* [What is needed] Output every entry exactly as written.

(Dataset excerpt)

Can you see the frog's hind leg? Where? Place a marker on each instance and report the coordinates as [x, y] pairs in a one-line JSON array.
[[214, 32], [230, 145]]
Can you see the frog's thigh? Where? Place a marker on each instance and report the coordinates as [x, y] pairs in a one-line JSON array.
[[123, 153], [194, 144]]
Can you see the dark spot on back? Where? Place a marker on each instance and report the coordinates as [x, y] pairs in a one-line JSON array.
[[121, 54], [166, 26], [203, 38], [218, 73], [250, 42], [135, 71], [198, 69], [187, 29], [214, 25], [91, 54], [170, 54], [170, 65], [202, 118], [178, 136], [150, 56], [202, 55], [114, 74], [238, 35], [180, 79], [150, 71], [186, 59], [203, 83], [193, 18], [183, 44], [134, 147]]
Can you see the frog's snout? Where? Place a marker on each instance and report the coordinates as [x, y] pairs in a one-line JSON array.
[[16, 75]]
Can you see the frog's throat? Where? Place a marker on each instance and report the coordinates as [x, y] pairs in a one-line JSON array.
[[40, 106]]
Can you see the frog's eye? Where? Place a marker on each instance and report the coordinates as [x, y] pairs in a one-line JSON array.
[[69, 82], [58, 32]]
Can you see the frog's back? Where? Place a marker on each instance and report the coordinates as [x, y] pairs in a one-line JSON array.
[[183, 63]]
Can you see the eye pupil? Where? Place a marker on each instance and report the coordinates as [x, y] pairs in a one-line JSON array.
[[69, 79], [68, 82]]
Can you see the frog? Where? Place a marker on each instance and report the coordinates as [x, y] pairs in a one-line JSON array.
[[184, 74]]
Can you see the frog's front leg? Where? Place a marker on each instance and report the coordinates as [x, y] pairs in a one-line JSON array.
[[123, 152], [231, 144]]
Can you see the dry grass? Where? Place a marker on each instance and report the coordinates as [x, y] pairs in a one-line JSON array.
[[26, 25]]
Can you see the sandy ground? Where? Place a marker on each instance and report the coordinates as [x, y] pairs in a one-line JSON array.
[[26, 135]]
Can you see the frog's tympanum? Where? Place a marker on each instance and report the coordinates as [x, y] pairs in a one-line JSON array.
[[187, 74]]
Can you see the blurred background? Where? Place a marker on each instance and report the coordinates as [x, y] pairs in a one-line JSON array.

* [Reply to the exercise]
Can you see the frog's hind leg? Where? Place a marker on each instance and report the coordinates as [x, y] pairs in a one-line JSON array.
[[214, 32], [230, 145]]
Can you see the frog's thigh? Where? Place a marker on each instance and report the coordinates as [x, y] pairs in a one-line JSON array.
[[123, 153], [194, 144]]
Can you see the dark spot on back? Where? Place a marker on each instance and report the coordinates as [x, y] pairs in a one-line JSON array.
[[121, 54], [166, 26], [203, 38], [218, 73], [250, 42], [135, 71], [198, 69], [187, 29], [214, 25], [91, 54], [170, 54], [170, 65], [202, 118], [178, 136], [150, 56], [202, 55], [114, 74], [238, 35], [180, 79], [150, 71], [186, 59], [203, 83], [193, 18], [183, 44], [134, 147]]
Can you see the frog's snout? Where? Place a marker on each instance and report the coordinates as [x, y] pairs in a one-line JSON array.
[[16, 75]]
Can you see the frog's throat? Where? Place a marker on each instance and report the coordinates as [x, y] pairs in a one-line JSON array.
[[40, 106]]
Can you see the frog's eye? Where? Place a marker on each instance and report the coordinates as [x, y] pairs in a one-line JSON array.
[[69, 82], [58, 32]]
Can you see the frog's back? Where? Place a marker on each instance and report the coordinates as [x, y] pairs in a one-line JSON array.
[[183, 63]]
Can you see the eye pupil? Where? Place a marker on each instance and report the coordinates as [x, y] pairs in a one-line JSON array.
[[69, 79], [68, 82]]
Can you see the frog? Where? Place a marker on each instance and report the coordinates as [x, y] pairs in a one-line JSON array.
[[184, 74]]
Can you see the frog's front leg? Where? Place a marker on each instance and report the coordinates as [x, y] pairs in a one-line JSON array.
[[123, 152], [231, 144]]
Can you see the dry grass? Where? Place a marker on each instance and report the coordinates as [x, y] pairs in a one-line JSON array.
[[26, 25]]
Can you see the sandy ground? Where? Place a marker on each instance and report the coordinates as [x, y] pairs in a one-line JSON array.
[[26, 135]]
Can you see the frog's tympanum? Where? Place a marker on each instance and report the coordinates as [x, y] pairs in a one-line JSON array.
[[187, 74]]
Can you see the blurred background? Where? Place a marker on each instance and report the coordinates as [x, y] pairs in a one-line JSON array.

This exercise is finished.